Performing Linear Regression in TensorFlow

I gathered this data for current real estate listing prices in North Bergen from Zillow. Let's see if we can use it to develop a model for housing costs based on home size.


In [1]:
%matplotlib inline
#Typical imports
import matplotlib
import matplotlib.pyplot as plt
import numpy as np
import tensorflow as tf
import pandas as pd

# plots on fleek
matplotlib.style.use('ggplot')

In [2]:
# Read the housing data from the csv file into a pandas dataframe
# the names keyword allows us to name the columns,
# while the dtype sets the data type.

df = pd.read_csv('data/nb home sales.csv', names=['Square Feet', 'Price'],
                 dtype=np.float32)

In [3]:
# Display the dataframe 
df


Out[3]:
Square Feet Price
0 670.0 144900.0
1 2760.0 508000.0
2 2860.0 600000.0
3 503.0 139000.0
4 1575.0 435000.0
5 935.0 260000.0
6 680.0 229000.0
7 1593.0 559000.0
8 2552.0 475000.0
9 1008.0 275000.0
10 1060.0 200000.0
11 1976.0 459000.0

In [4]:
# Visualize the data as a scatter plot 
# with sq. ft. as the independent variable.
df.plot(x='Square Feet', y='Price', kind='scatter')


Out[4]:
<matplotlib.axes._subplots.AxesSubplot at 0x110f37160>

It seems a linear model could be appropriate in this case. How can we build it with TensorFlow?


In [5]:
# First we declare our placeholders
x = tf.placeholder(tf.float32, [None, 1]) 
y_ = tf.placeholder(tf.float32, [None, 1]) 

# Then our variables
W = tf.Variable(tf.zeros([1,1]))
b = tf.Variable(tf.zeros([1]))

# And now we can make our linear model: y = Wx + b
y = tf.matmul(x, W) + b

# Finally we choose our cost function (SSE in this case)
cost = tf.reduce_sum(tf.square(y_-y))

And here's where all the magic will happen:


In [6]:
# Call tf's gradient descent function with a learning rate and instructions to minimize the cost
learn_rate = .0000000001
train = tf.train.GradientDescentOptimizer(learn_rate).minimize(cost)

# Prepare our data to be read into the training session. The data needs to match the 
# shape we specified earlier -- in this case (n, 1) where n is the number of data points.
xdata = np.asarray([[i] for i in df['Square Feet']])
y_data = np.asarray([[i] for i in df['Price']])

# Create a tensorflow session, initialize the variables, and run gradient descent
with tf.Session() as sess:
    sess.run(tf.global_variables_initializer())
    for i in range(10000):
        # This is the actual training step - feed_dict specifies the data to be read into
        # the placeholders x and y_ respectively.
        sess.run(train, feed_dict={x:xdata, y_:y_data})
    
    # Convert our variables from tensors to scalars so we can use them outside tf
    price_sqft = np.asscalar(sess.run(W))
    cost_0 = np.asscalar(sess.run(b))

print("Model: y = %sx + %s" % (round(price_sqft,2), round(cost_0,2)))


Model: y = 222.19x + 0.61

In [7]:
# Create the empty plot
fig, axes = plt.subplots()

# Draw the scatter plot on the axes we just created
df.plot(x='Square Feet', y='Price', kind='scatter', ax=axes)

# Create a range of x values to plug into our model
sqft = np.arange(500, 3000, 1)

# Plot the model
plt.plot(sqft, price_sqft*sqft + cost_0)
plt.show()

....................

(Direction): Can you reproduce the passage of the TensorFlow regression walkthrough above, starting with "# Finally we" and going on through "in df['Square Feet']])"?

(Extracted records):
....................

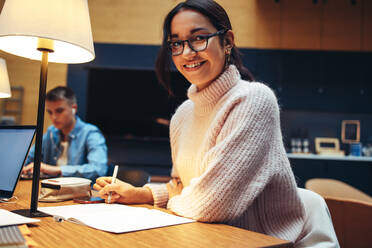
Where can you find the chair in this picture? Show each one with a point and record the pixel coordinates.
(351, 211)
(334, 188)
(318, 231)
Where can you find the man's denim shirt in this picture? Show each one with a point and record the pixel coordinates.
(87, 152)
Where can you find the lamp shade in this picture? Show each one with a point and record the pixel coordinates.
(65, 22)
(4, 80)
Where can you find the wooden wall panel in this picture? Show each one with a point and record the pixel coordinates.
(268, 24)
(300, 24)
(341, 28)
(128, 21)
(243, 20)
(367, 26)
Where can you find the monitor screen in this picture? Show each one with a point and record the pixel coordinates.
(15, 142)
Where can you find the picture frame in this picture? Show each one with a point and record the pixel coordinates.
(350, 131)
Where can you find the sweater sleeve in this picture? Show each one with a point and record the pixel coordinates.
(160, 191)
(237, 166)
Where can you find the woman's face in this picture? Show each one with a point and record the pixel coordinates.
(199, 68)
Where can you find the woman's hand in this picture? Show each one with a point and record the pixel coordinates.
(174, 187)
(123, 192)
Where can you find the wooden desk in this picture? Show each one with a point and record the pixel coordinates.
(48, 233)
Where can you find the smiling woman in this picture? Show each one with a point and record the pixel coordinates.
(229, 164)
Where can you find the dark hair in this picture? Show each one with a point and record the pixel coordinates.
(61, 93)
(219, 19)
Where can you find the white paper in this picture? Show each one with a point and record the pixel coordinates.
(9, 218)
(116, 218)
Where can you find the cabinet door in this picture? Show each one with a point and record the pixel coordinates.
(341, 25)
(268, 23)
(300, 24)
(367, 26)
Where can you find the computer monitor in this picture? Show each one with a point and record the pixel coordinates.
(15, 142)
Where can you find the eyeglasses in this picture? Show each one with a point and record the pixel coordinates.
(197, 43)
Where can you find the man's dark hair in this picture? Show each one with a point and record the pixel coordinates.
(61, 93)
(219, 19)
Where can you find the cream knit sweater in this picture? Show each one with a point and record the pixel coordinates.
(227, 150)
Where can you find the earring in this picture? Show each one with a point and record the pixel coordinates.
(227, 57)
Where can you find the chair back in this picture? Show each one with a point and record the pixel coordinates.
(318, 231)
(334, 188)
(351, 211)
(352, 220)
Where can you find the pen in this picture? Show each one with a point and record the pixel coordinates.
(112, 181)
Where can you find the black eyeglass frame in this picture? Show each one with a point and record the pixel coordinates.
(207, 37)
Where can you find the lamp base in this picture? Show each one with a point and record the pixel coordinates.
(27, 213)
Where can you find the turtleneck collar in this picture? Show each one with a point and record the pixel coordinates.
(205, 99)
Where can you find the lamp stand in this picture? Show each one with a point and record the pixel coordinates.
(32, 212)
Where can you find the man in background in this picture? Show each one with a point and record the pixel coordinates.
(71, 147)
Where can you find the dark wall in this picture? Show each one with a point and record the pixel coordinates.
(316, 89)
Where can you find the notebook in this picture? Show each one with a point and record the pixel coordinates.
(115, 218)
(15, 142)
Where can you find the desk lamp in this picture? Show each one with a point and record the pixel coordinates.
(4, 80)
(55, 31)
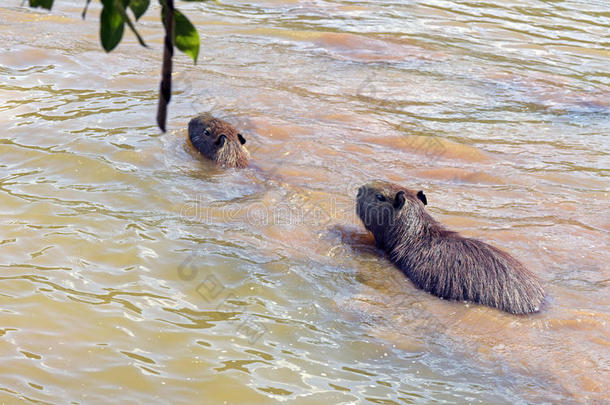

....................

(Right answer):
# Finally we choose our cost function (SSE in this case)
cost = tf.reduce_sum(tf.square(y_-y))

And here's where all the magic will happen:


In [6]:
# Call tf's gradient descent function with a learning rate and instructions to minimize the cost
learn_rate = .0000000001
train = tf.train.GradientDescentOptimizer(learn_rate).minimize(cost)

# Prepare our data to be read into the training session. The data needs to match the 
# shape we specified earlier -- in this case (n, 1) where n is the number of data points.
xdata = np.asarray([[i] for i in df['Square Feet']])